Task ->
Your answer must be an exact copy of every record.

Excerpted data ->
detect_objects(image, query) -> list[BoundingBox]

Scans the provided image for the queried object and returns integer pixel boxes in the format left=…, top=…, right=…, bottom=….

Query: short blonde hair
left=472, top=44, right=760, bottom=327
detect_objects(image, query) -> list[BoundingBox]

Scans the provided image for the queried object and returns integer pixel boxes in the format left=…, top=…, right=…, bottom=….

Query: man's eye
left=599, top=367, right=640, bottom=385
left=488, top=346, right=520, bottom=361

Result of the exercise ->
detect_objects(image, query) -> list[BoundingBox]

Scans the provided image for the queried object and returns integer pixel boxes in the format left=…, top=…, right=…, bottom=….

Query: short blonde hair
left=472, top=44, right=760, bottom=327
detect_objects(image, query) -> list[BoundingBox]

Scans the provided image for the queried object and returns integer pixel boxes in the format left=…, top=…, right=…, bottom=….

Query: man's eye
left=599, top=367, right=640, bottom=385
left=488, top=346, right=520, bottom=361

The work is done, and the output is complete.